_YOUR TASKS_
1. In the gold-recovery thread, translate the following sentence into Spanish: "Many seem to think that chemical leaching is the best and or easiest way but in honesty it can be very expensive not only in buying your chemicals but disposing of your wastes properly and in controlling the dangerous fumes produced while processing."
2. Echo the gold-recovery thread word for word, starting at "Lead is much" and ending at "is much easier.".

_PAGE EXCERPT_
§ §

Try panning with some lead shot, try blowing the sand using the paper test (mentioned above) with some lead filings, similar in size of your gold.
Lead is much lighter (less dense) than gold, but much denser than the sand and iron filings, using the lead is a good way to test your panning skills or how well you are running your sluice box, if you cannot keep lead in your pan you cannot keep gold there, if you can seperate lead from the sand the gold is much easier.


----------



## nickvc (Feb 9, 2021)

In mechanical concentration of gold there are several things you need to get right from my basic understanding, first is the angle of your sluice the second the flow of water and third the loading rate of the material, panning the waste to check how well you are processing your material is important to allow you to perfect your sluice.
Many seem to think that chemical leaching is the best and or easiest way but in honesty it can be very expensive not only in buying your chemicals but disposing of your wastes properly and in controlling the dangerous fumes produced while processing.


----------



## Nytco (Feb 10, 2021)

Hi again,

So i tried blowing the sand on a paper very lightly but still at the end the sand was all gone..

Some of you suggested the sluice box technique but i want to try and get the gold extracted first to make sure that some way works. Then i will get to a larger scale.

Plus the gold is super super fine, like i cant see it, and according to the metal analyzer, my sand contains about 2.30 percent gold.

Basically i want a cheap way to test if i can really get the gold out at home. Then i can perform larger quantities later on.

Thank you


----------



## nickvc (Feb 10, 2021)

§ §

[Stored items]
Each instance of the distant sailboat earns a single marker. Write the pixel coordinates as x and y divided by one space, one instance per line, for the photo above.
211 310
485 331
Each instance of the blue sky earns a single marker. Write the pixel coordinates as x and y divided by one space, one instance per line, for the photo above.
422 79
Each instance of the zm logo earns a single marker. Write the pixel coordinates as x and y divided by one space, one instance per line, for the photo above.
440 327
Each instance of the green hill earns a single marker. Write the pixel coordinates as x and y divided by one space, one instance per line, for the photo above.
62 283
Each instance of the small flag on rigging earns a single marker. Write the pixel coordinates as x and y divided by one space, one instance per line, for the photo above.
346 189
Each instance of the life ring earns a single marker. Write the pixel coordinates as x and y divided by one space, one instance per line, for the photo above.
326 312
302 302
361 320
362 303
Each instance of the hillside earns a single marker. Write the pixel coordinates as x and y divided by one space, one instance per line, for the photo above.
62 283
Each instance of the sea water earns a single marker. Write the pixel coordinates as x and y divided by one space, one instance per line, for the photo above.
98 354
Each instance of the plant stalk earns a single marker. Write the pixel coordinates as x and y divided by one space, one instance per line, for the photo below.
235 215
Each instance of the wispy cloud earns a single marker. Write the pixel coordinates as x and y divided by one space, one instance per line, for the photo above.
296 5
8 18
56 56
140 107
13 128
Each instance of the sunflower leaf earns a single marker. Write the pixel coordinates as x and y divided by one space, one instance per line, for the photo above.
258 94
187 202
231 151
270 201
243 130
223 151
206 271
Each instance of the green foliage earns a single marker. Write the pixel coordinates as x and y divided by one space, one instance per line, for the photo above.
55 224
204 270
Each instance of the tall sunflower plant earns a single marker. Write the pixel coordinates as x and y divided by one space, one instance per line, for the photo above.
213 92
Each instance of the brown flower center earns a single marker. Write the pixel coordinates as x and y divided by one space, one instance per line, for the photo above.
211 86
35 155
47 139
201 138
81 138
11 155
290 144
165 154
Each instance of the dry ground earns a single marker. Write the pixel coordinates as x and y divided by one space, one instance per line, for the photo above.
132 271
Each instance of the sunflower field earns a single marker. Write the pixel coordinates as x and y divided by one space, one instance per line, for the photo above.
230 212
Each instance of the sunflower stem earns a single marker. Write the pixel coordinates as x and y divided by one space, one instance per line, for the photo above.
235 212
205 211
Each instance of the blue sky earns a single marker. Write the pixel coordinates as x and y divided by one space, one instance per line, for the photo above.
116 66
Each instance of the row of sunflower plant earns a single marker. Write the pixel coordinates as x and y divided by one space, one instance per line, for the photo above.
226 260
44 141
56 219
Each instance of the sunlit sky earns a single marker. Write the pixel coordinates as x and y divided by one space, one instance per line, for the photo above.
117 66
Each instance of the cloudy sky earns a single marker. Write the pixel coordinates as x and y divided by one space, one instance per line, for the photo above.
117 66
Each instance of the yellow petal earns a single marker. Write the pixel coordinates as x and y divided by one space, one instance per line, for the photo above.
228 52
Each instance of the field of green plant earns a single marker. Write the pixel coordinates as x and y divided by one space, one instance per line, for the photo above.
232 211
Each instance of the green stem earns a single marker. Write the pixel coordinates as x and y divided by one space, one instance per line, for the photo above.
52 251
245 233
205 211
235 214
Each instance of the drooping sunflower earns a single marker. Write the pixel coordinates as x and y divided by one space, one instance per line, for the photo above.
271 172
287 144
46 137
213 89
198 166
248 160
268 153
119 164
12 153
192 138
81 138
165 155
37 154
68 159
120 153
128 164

§ §

_ANSWERS FOR THE EXERCISE_
1. Muchos parecen pensar que la lixiviación química es la mejor o la más fácil manera, pero, sinceramente, puede resultar muy costosa, no solo por la compra de los productos químicos, sino también por la eliminación adecuada de los residuos y por el control de los vapores peligrosos que se producen durante el procesamiento.

2.
Lead is much lighter (less dense) than gold, but much denser than the sand and iron filings, using the lead is a good way to test your panning skills or how well you are running your sluice box, if you cannot keep lead in your pan you cannot keep gold there, if you can seperate lead from the sand the gold is much easier.